### Task to carry out
The answer must be an exact reprint of the lines from the one with "the dry grass" through the final line of the data, with no pictures included.

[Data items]
________
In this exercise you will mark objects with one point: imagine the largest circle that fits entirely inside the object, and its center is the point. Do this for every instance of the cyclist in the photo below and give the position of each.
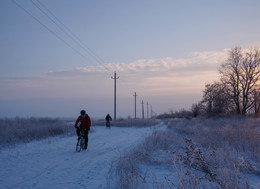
(108, 119)
(85, 124)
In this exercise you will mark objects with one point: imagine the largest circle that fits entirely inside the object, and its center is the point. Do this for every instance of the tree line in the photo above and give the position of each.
(238, 90)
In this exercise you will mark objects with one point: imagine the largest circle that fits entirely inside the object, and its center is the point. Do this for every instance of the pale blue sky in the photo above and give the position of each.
(175, 44)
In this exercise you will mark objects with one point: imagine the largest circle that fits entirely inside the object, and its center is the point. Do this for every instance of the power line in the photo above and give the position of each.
(69, 33)
(52, 32)
(55, 34)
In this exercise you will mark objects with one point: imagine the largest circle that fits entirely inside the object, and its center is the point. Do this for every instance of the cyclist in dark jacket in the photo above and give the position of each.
(85, 124)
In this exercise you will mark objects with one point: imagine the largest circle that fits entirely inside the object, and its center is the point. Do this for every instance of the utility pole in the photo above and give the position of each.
(135, 103)
(115, 78)
(151, 112)
(142, 109)
(147, 111)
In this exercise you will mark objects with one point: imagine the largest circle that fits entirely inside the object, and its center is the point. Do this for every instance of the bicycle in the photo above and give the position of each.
(81, 141)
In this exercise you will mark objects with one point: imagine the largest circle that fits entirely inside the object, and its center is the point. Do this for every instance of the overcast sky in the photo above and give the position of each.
(57, 56)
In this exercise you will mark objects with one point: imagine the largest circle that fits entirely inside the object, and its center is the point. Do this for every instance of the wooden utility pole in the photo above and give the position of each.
(135, 103)
(115, 78)
(151, 112)
(147, 110)
(142, 109)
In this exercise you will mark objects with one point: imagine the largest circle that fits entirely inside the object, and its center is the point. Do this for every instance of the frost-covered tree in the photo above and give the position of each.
(240, 74)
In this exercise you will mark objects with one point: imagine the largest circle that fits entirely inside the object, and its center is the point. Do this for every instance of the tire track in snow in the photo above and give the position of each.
(54, 163)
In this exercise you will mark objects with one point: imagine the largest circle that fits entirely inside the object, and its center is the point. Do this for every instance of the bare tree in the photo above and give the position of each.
(240, 74)
(215, 99)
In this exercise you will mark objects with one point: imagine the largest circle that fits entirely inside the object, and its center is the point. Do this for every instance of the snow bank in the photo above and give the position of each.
(54, 163)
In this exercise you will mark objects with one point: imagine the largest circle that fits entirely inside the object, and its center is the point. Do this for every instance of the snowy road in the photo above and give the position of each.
(54, 163)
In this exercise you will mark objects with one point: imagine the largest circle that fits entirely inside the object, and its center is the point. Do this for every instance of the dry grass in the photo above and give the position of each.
(128, 122)
(203, 153)
(13, 131)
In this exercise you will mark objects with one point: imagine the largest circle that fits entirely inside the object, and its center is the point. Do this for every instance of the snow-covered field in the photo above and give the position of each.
(54, 163)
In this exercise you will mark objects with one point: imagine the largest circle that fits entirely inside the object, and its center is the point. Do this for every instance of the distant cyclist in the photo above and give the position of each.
(108, 119)
(85, 124)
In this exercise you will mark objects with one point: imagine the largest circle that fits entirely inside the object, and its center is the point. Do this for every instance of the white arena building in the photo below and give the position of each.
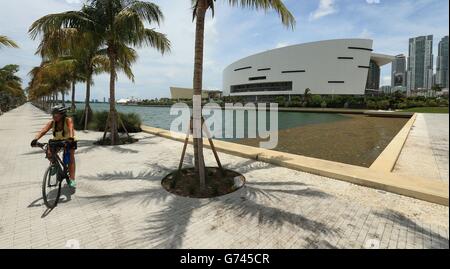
________
### Expected answer
In this exercise you will mark objects with one point: imagine the largest circle that fits entirely inside the object, and its center is the point. Do this for every instance of the dry grass in the photo above and give the position of each.
(128, 122)
(203, 153)
(13, 131)
In this exercise you will mark objects with one point: imagine the largest circle that fits entirely inside the object, and its center is the point. Do this for every instance of the snow-covered field in the photo above and give the position of each.
(54, 163)
In this exercise you will mark objects with one point: imagine the largest circle that fits entirely inside the object, and its center is the point. Do this for every instance of the distant cyclist in the photo above and give the position of each.
(108, 119)
(85, 124)
In this exercise you will mark objects with one point: imagine the largest circle that fits entirely inside the object, and its center is the point. Do this for every instance of the white arena building in the photo below and give the position of each.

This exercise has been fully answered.